_Consignes_:
a - D'après l'article sur l'interdiction de l'abaya à l'école, combien d'élèves ont refusé d'enlever ce vêtement lors de la rentrée ?
b - Transcrivez fidèlement le passage de l'article sur l'abaya qui commence par « AA / Paris / » et se poursuit jusqu'à « 28 août dernier. ».
c - Poursuivez la rédaction de l'article sur l'interdiction de l'abaya à partir de sa dernière phrase.

_Texte fourni_:
Ümit Dönmez  | 06.09.2023 - Mıse À Jour : 09.09.2023
France / Abaya : Un style vestimentaire médiatisé pour occulter les vrais problèmes de l'éducation nationale

France

AA / Paris / Ümit Dönmez


Cette rentrée a été marquée par l'interdiction du port des abayas et qamis dans les établissements scolaires de France, ces tenues d'origine orientales étant considérées comme des signes religieux par le Gouvernement français.

Parmi les 12 millions d'élèves du pays, 298 élèves se sont présentées à leur établissement scolaire vêtues d'une abaya, dans l'ensemble de l'Hexagone, pour cette rentrée. 67 d'entre elles ont refusé d'enlever le vêtement honni par les autorités, selon le ministre de l'Éducation nationale française, Gabriel Attal.

Bien que la question de l'abaya ne soit pas récente, cette actualité fait la Une de la presse française depuis l'interdiction annoncée par le ministre, le 28 août dernier.

Selon les syndicats enseignants, la mise en exergue de ce thème, estimé prioritaire pour l'Exécutif français, ne vise qu'à occulter les défis les plus graves auxquels est confrontée l'Éducation nationale, notamment à un manque de personnel, à l'insuffisance des salaires des professeurs, aux inégalités d'accès à une éducation de qualité ou encore au harcèlement scolaire.

Cette dernière manœuvre du gouvernement s'inscrit, par ailleurs, dans une stratégie de plus long terme, d'emprunt des thèmes de l'extrême droite, afin d'éclipser les questions socio-économiques — auxquelles il peine à trouver des solutions — en stigmatisant une partie de la population française, en l'occurrence, les Musulmans

- Un thème hautement médiatisé


Dans un article publié ce lundi, le journal « Libération » fait état d'un texto envoyé, le 2 septembre, par le ministère de l'Éducation à divers médias français.

_Données fournies_:
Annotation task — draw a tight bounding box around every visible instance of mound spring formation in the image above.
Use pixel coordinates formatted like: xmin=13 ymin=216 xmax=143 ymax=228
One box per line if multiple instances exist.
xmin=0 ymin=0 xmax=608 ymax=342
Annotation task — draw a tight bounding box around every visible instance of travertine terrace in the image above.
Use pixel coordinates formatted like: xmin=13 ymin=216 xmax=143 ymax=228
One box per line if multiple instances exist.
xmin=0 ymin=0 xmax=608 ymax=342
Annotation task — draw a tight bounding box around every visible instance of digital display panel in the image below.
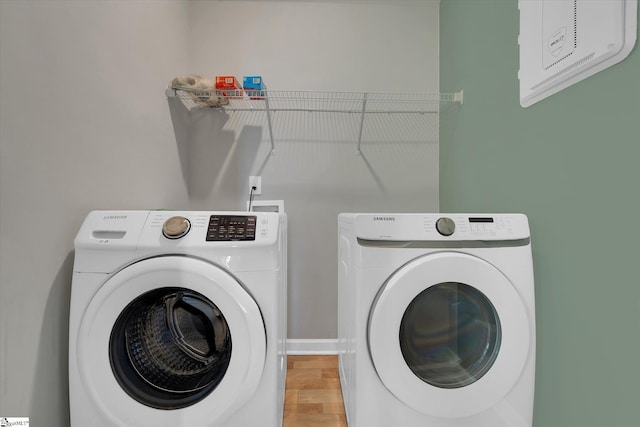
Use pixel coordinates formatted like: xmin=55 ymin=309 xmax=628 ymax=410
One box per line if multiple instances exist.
xmin=469 ymin=217 xmax=493 ymax=223
xmin=207 ymin=215 xmax=257 ymax=242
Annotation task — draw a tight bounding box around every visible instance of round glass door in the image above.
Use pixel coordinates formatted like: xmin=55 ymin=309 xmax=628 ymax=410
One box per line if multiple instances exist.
xmin=399 ymin=282 xmax=501 ymax=389
xmin=109 ymin=287 xmax=232 ymax=409
xmin=367 ymin=252 xmax=533 ymax=418
xmin=76 ymin=255 xmax=267 ymax=427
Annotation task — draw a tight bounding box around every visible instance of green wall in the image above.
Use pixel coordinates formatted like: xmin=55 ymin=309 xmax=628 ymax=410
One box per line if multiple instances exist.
xmin=440 ymin=0 xmax=640 ymax=427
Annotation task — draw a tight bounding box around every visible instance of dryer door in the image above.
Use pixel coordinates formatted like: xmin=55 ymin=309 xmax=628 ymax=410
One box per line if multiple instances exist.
xmin=368 ymin=252 xmax=533 ymax=418
xmin=77 ymin=256 xmax=266 ymax=426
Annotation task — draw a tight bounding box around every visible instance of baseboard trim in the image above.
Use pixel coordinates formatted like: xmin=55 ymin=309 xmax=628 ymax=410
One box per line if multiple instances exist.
xmin=287 ymin=339 xmax=338 ymax=355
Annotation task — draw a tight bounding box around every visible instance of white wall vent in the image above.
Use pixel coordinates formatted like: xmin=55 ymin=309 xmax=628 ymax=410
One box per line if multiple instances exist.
xmin=518 ymin=0 xmax=638 ymax=107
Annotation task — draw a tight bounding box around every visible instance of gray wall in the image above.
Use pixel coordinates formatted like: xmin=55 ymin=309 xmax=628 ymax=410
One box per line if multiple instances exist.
xmin=440 ymin=0 xmax=640 ymax=427
xmin=176 ymin=1 xmax=438 ymax=339
xmin=0 ymin=1 xmax=438 ymax=426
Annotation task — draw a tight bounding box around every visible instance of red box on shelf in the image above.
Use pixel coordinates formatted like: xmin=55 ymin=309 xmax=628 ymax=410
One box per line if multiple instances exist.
xmin=216 ymin=76 xmax=243 ymax=98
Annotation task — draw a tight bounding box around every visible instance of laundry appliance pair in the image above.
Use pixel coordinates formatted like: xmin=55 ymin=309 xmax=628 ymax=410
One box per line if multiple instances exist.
xmin=69 ymin=211 xmax=287 ymax=427
xmin=338 ymin=214 xmax=536 ymax=427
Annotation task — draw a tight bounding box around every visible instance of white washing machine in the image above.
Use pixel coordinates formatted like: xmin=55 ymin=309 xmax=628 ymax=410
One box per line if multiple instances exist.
xmin=69 ymin=211 xmax=287 ymax=427
xmin=338 ymin=214 xmax=536 ymax=427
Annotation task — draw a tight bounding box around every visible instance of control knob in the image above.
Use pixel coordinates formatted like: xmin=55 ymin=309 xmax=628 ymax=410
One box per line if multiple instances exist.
xmin=436 ymin=217 xmax=456 ymax=236
xmin=162 ymin=216 xmax=191 ymax=239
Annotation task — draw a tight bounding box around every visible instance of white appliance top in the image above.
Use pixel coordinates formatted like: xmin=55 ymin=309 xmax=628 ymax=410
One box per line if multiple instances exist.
xmin=341 ymin=213 xmax=530 ymax=244
xmin=74 ymin=210 xmax=286 ymax=272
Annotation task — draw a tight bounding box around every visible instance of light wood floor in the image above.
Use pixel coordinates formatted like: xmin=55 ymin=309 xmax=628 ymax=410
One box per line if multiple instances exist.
xmin=283 ymin=355 xmax=347 ymax=427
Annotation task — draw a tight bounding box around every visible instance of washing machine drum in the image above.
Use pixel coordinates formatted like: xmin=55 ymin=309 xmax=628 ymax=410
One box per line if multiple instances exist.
xmin=109 ymin=287 xmax=231 ymax=408
xmin=76 ymin=255 xmax=267 ymax=426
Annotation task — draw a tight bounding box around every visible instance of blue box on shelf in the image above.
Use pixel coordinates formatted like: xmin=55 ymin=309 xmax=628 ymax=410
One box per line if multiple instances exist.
xmin=242 ymin=76 xmax=267 ymax=99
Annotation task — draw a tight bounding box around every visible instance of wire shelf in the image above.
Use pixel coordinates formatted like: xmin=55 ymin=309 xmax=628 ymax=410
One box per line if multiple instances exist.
xmin=166 ymin=87 xmax=463 ymax=153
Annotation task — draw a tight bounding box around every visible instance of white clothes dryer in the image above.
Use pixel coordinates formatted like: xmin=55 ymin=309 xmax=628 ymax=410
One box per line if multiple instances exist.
xmin=69 ymin=211 xmax=287 ymax=427
xmin=338 ymin=214 xmax=536 ymax=427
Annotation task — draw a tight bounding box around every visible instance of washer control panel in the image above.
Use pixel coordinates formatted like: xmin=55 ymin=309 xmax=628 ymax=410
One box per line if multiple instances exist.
xmin=206 ymin=215 xmax=257 ymax=242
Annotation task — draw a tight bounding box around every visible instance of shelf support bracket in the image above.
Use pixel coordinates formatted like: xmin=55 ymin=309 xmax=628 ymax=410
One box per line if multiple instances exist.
xmin=356 ymin=92 xmax=367 ymax=156
xmin=264 ymin=94 xmax=276 ymax=155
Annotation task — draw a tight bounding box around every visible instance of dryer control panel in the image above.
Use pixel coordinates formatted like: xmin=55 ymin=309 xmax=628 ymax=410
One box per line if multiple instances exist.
xmin=344 ymin=213 xmax=529 ymax=242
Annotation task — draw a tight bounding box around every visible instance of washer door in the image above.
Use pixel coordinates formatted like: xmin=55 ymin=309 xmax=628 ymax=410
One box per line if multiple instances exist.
xmin=368 ymin=252 xmax=532 ymax=418
xmin=77 ymin=256 xmax=266 ymax=426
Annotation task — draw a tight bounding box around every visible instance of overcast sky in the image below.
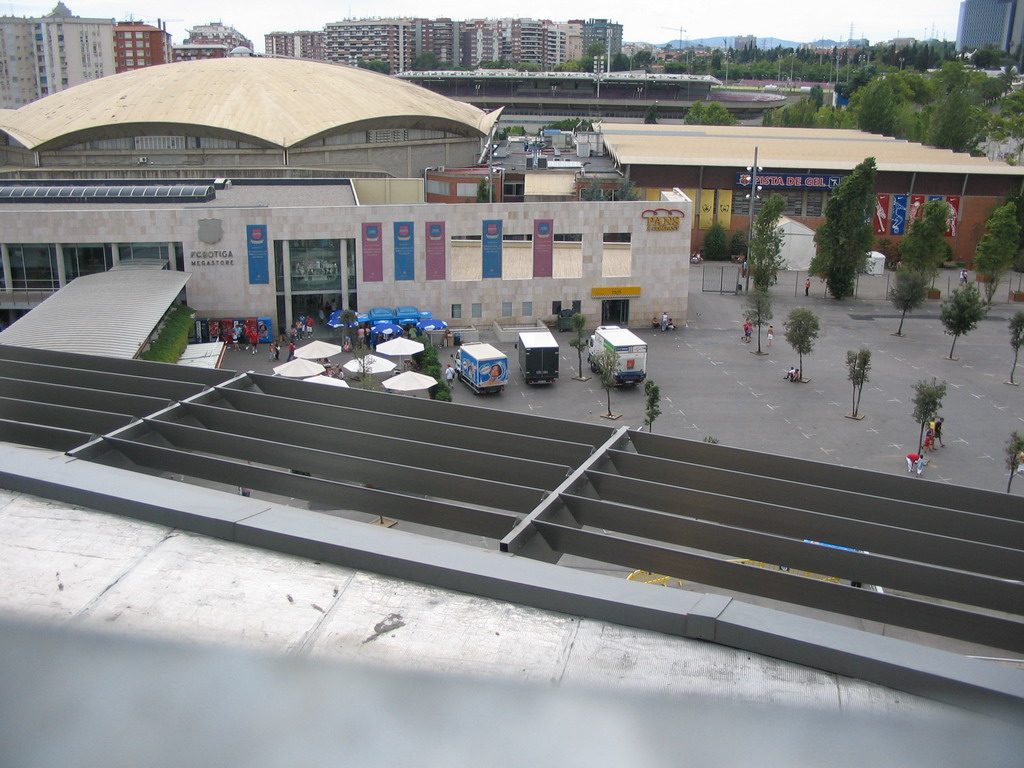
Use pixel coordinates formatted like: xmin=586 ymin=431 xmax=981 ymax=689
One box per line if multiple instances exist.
xmin=18 ymin=0 xmax=959 ymax=51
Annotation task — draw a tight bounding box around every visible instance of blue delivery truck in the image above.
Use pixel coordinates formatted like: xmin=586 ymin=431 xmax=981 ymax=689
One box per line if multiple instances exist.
xmin=455 ymin=344 xmax=509 ymax=394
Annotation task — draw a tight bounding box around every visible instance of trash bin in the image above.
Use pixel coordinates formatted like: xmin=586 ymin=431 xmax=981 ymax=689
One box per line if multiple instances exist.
xmin=558 ymin=309 xmax=572 ymax=331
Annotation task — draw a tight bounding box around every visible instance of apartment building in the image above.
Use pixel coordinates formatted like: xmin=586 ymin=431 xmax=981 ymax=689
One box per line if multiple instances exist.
xmin=263 ymin=30 xmax=327 ymax=61
xmin=114 ymin=22 xmax=171 ymax=73
xmin=0 ymin=2 xmax=115 ymax=110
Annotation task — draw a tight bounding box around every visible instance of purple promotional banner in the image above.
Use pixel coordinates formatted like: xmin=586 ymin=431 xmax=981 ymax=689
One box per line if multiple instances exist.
xmin=362 ymin=223 xmax=384 ymax=283
xmin=426 ymin=221 xmax=445 ymax=280
xmin=394 ymin=221 xmax=416 ymax=280
xmin=534 ymin=219 xmax=555 ymax=278
xmin=889 ymin=195 xmax=908 ymax=234
xmin=246 ymin=224 xmax=270 ymax=286
xmin=483 ymin=219 xmax=502 ymax=279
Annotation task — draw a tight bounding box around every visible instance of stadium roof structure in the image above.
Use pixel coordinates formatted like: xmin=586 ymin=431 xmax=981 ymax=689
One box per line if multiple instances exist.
xmin=0 ymin=346 xmax=1024 ymax=719
xmin=597 ymin=122 xmax=1024 ymax=178
xmin=0 ymin=56 xmax=501 ymax=151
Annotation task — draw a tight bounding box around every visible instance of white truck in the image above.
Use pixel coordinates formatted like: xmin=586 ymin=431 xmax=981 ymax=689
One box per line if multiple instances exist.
xmin=587 ymin=326 xmax=647 ymax=386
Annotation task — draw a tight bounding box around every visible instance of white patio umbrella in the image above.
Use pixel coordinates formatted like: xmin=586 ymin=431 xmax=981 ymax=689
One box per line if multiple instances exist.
xmin=295 ymin=339 xmax=341 ymax=360
xmin=377 ymin=336 xmax=423 ymax=368
xmin=342 ymin=354 xmax=396 ymax=374
xmin=273 ymin=357 xmax=324 ymax=379
xmin=382 ymin=371 xmax=437 ymax=392
xmin=306 ymin=376 xmax=348 ymax=389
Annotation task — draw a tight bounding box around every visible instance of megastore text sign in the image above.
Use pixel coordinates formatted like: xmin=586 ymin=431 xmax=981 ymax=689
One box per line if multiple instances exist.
xmin=736 ymin=173 xmax=843 ymax=189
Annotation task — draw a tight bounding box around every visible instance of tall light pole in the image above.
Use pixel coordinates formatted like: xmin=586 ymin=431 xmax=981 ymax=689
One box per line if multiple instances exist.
xmin=743 ymin=146 xmax=761 ymax=293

_Réponses par consigne_:
a - 67 élèves ont refusé d'enlever l'abaya.

b -
AA / Paris / Ümit Dönmez


Cette rentrée a été marquée par l'interdiction du port des abayas et qamis dans les établissements scolaires de France, ces tenues d'origine orientales étant considérées comme des signes religieux par le Gouvernement français.

Parmi les 12 millions d'élèves du pays, 298 élèves se sont présentées à leur établissement scolaire vêtues d'une abaya, dans l'ensemble de l'Hexagone, pour cette rentrée. 67 d'entre elles ont refusé d'enlever le vêtement honni par les autorités, selon le ministre de l'Éducation nationale française, Gabriel Attal.

Bien que la question de l'abaya ne soit pas récente, cette actualité fait la Une de la presse française depuis l'interdiction annoncée par le ministre, le 28 août dernier.

c -
"Bonjour, si vous avez prévu de faire un reportage dans un établissement lundi, sachez que nous avons ouvert les portes de huit établissements partout en France qui sont confrontés au problème de l’abaya. Dites-moi si vous êtes intéressée", peut-on lire dans le message.

"Ainsi, ce message, qui vient du cabinet du ministre de l’Education, invite, pour ne pas dire incite, les médias à suivre la rentrée scolaire de 12 millions d’élèves par le prisme de quelques jeunes filles portant l’abaya, cette tenue traditionnelle couvrant le corps venue du Moyen-Orient et que Gabriel Attal a décidé d’interdire dès ce lundi 4 septembre", lit-on dans les colonnes du journal.

"Alors qu’il faut habituellement plusieurs jours pour obtenir (quand ça marche) des autorisations de reportage dans les établissements scolaires, tout à coup, c’est porte ouverte du jour au lendemain. Ah, mais pas partout ! Seulement dans les collèges et lycées « confrontés au problème de l’abaya », constate le quotidien.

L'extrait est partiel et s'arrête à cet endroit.